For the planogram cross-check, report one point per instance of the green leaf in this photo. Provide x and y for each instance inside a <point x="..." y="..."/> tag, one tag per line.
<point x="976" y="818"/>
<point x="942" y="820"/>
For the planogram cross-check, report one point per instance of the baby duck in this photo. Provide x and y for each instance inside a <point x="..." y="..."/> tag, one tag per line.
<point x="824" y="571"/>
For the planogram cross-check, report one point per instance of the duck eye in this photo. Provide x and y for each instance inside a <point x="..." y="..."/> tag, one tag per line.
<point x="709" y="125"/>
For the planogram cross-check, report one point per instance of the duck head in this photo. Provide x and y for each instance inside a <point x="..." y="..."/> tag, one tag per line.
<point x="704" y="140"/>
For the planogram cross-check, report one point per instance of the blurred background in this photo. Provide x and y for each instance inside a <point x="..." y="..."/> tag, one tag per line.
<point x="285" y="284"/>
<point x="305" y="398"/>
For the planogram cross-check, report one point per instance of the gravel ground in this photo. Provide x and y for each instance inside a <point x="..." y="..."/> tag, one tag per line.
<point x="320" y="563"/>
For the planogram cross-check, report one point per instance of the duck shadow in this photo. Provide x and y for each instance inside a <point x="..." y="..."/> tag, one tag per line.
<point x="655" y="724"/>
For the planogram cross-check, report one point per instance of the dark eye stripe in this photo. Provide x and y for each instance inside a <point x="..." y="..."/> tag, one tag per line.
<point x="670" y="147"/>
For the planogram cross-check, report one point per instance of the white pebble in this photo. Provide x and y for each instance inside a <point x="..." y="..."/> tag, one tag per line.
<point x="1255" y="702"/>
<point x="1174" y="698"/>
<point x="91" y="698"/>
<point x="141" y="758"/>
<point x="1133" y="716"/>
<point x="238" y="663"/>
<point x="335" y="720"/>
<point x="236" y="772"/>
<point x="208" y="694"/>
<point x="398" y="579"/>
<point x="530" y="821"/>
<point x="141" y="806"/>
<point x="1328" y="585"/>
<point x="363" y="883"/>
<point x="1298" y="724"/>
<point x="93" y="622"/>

## WHAT YOU WILL DO
Reproduce the material above, keeping every line intact.

## SOLUTION FOR THIS TASK
For the planogram cross-check, report one point per instance of the green leaf in this photo. Provide x and y for each instance inside a <point x="..." y="..."/> tag, one tag per line.
<point x="976" y="818"/>
<point x="942" y="820"/>
For the planogram cross-check, report one point per instance of the baby duck in this photo. Provide x and y for each instance inside a <point x="..." y="..."/> tag, one tag per line.
<point x="824" y="571"/>
For the planogram cross-check, report one point per instance of the duck eye in this photo. Provide x and y for each instance inside a <point x="..." y="..."/> tag, one tag per line.
<point x="709" y="125"/>
For the planogram cross-check, report one point per instance of the duck head in this photo. Provide x and y for each instance inside a <point x="..." y="..."/> tag, one tag per line.
<point x="704" y="140"/>
For the planogram cross-check, report one point per instance of the blurred background in this photo. Provide x and y for each instance inside a <point x="..." y="..."/> tag, one tag per line.
<point x="285" y="284"/>
<point x="305" y="398"/>
For the planogram cross-check, report one point per instance of the gravel ground in this photo. Provide x and y for each instance inside a <point x="..." y="..."/> tag, one tag per line.
<point x="320" y="563"/>
For the planogram cross-check, report one point per instance of the duck shadow in this photo. Provide x and y for each instance inside a <point x="..." y="..."/> tag, one tag per line.
<point x="655" y="724"/>
For the planogram cross-check, report one point per instance of the dark eye stripe in this photo. Provide x and y for each instance inside a <point x="..." y="..."/> tag, one tag per line.
<point x="670" y="147"/>
For the planogram cross-check, report one point per instance of the white pebble in this photo. Provide x and y for each instance inside a <point x="..." y="..."/> tag, one tag per line.
<point x="1255" y="702"/>
<point x="1174" y="698"/>
<point x="91" y="698"/>
<point x="141" y="758"/>
<point x="1133" y="716"/>
<point x="238" y="663"/>
<point x="335" y="720"/>
<point x="236" y="772"/>
<point x="208" y="694"/>
<point x="398" y="579"/>
<point x="530" y="821"/>
<point x="141" y="806"/>
<point x="1328" y="585"/>
<point x="363" y="883"/>
<point x="1298" y="724"/>
<point x="93" y="622"/>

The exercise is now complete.